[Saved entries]

········

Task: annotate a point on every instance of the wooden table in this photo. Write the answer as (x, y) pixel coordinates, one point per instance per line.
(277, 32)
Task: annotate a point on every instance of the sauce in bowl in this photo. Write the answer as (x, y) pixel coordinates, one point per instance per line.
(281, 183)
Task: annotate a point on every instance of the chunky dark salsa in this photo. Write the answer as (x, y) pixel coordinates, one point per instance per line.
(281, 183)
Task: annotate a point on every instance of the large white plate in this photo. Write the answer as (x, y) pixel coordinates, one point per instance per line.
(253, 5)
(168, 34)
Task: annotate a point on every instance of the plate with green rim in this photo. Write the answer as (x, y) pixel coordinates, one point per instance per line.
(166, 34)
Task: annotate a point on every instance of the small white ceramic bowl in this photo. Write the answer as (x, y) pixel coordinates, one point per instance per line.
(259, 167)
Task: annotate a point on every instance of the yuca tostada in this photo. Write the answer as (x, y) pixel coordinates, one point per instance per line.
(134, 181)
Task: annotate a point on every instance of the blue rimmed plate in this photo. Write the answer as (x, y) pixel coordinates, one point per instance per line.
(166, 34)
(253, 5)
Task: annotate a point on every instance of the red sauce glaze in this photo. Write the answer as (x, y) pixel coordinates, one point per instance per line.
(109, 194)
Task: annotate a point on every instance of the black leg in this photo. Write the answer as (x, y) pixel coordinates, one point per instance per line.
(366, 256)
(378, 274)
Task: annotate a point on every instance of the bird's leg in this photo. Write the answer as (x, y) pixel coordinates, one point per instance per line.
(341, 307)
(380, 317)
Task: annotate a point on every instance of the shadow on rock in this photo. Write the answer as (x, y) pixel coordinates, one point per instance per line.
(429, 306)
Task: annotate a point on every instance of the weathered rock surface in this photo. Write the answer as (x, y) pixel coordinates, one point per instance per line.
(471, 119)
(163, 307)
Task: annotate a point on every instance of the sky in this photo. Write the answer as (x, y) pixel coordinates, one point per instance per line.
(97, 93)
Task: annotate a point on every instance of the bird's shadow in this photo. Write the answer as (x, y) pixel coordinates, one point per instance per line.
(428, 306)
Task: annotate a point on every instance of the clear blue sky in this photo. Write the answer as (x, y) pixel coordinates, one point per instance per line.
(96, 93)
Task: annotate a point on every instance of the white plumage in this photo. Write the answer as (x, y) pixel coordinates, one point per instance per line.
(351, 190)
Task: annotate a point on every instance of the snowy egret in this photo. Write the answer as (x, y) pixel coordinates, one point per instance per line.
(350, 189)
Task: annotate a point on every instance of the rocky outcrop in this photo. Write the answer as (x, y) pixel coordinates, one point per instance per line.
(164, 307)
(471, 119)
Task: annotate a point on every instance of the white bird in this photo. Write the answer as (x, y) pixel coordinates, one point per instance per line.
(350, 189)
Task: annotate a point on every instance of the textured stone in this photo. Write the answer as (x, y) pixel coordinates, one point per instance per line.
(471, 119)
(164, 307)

········

▶ [Required work]
Would you please transcribe the records above in full and exactly?

▶ [Expected answer]
Task: annotate a point on every instance of the wooden table in this photo. Write the answer as (x, y) pixel coordinates, one point per instance per line.
(277, 32)
Task: annotate a point on every instance of the sauce in bowl in this photo. Write the answer as (x, y) pixel coordinates, one point per instance per line.
(281, 183)
Task: annotate a point on every instance of the chunky dark salsa in this photo. Write the answer as (x, y) pixel coordinates, one point per instance per line.
(281, 183)
Task: annotate a point on every instance of the large white plate in this photo. Write the answer as (x, y) pixel coordinates, one point per instance per line.
(253, 5)
(168, 34)
Task: annotate a point on every instance of the plate with green rim in this photo. Write the answer as (x, y) pixel coordinates, one point per instance per line.
(166, 34)
Task: annotate a point on every instance of the small white ceramic bowl in this photo. Write the answer as (x, y) pixel coordinates, one point per instance per line.
(259, 167)
Task: annotate a point on every instance of the yuca tostada in this photo. Write the answer as (x, y) pixel coordinates, one point per instance per line.
(134, 181)
Task: annotate a point on every instance of the blue rimmed plate in this photo. Write the answer as (x, y) pixel coordinates, one point per instance per line.
(166, 34)
(253, 5)
Task: annotate a point on every instance of the red sauce glaze in this photo. Write the answer as (x, y) pixel coordinates, one point per instance per line.
(109, 194)
Task: annotate a point on every instance of the black leg in this photo. Write the answer as (x, y) pixel coordinates, one point per instance per line.
(366, 256)
(378, 274)
Task: annotate a point on every instance of the bird's leg in this photo. Write the answer as (x, y) pixel coordinates, one point per instance per line.
(341, 307)
(380, 317)
Task: annotate a point on every instance of the shadow on rock in this photo. Write the answer as (x, y) pixel coordinates, one point per instance per line.
(429, 306)
Task: annotate a point on every instance of the weathered rock surface in this photo. Write the answer as (x, y) pixel coordinates, one point per instance per line.
(471, 119)
(163, 307)
Task: annotate a point on every instance of the sky in this photo. Write the answer as (x, y) pixel coordinates, one point per instance per line.
(97, 93)
Task: annotate a point on every instance of the bird's shadow in this photo. Write the answer as (x, y) pixel coordinates, one point per instance per line.
(428, 306)
Task: annotate a point on every instance of the clear blue sky in this photo. Write the answer as (x, y) pixel coordinates, one point per instance per line.
(96, 93)
Task: annotate a point on every instance of the white plumage in this photo. Write the answer as (x, y) pixel coordinates, one point per instance per line.
(351, 190)
Task: annotate a point on every instance of the snowy egret in this photo. Write the answer as (x, y) pixel coordinates, one point per instance per line.
(350, 189)
Task: annotate a point on every instance of the rocky outcrop in this photo. Write the answer as (x, y) pixel coordinates, one point per instance per line.
(164, 307)
(471, 119)
Task: annotate a point on every instance of the white bird in this photo. Write the answer as (x, y) pixel coordinates, one point per instance per line.
(350, 189)
Task: annotate a point on every instance of the textured stone in this photo. Write the answer as (x, y) pixel coordinates, one point per instance per line.
(471, 119)
(164, 307)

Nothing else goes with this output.